**BRANO FORNITO**.
····················
Nobile 2006: vino un po’ troppo “disciplinato”.4 min read

L’ultima volta che avevamo parlato di Nobile di Montepulciano era di scena il cambio del disciplinare (vedi) con l’aumento fino al 30% di uve diverse dal Sangiovese, autoctone o meno. Prima di commentare i nostri assaggi pensiamo sia giusto ripartire da lì.
Due parole scambiate con il direttore del Consorzio Paolo Solini ci hanno messo ancora più confusione in testa. Solini sostiene che quel 10% in più è stato chiesto soprattutto per fare spazio al primo, vero, ufficiale clone riconosciuto di Prugnolo Gentile. Fino ad ora infatti il Prugnolo era considerato, a livello legislativo come un alter ego del Sangiovese. Infatti per  quasi tutti i produttori i due termini erano intercambiabili e solo alcuni cultori della tradizione ci tenevano a dire che il loro era  “soltanto Prugnolo Gentile”. Adesso, con il nuovo disciplinare anche questi cultori dovranno usare il termine Sangiovese, se non per quei pochi ettari già esistenti di VERO Prugnolo Gentile.
····················
**DATI MOSTRATI**.
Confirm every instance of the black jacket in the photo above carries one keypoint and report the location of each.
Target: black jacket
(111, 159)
····················
**RICHIESTA SCRITTA**. Riporta tutti i numeri scritti in cifre nel brano sul Nobile di Montepulciano, nell'ordine in cui compaiono.

**ESITO DEL COMPITO**. 2006; 4; 30%; 10%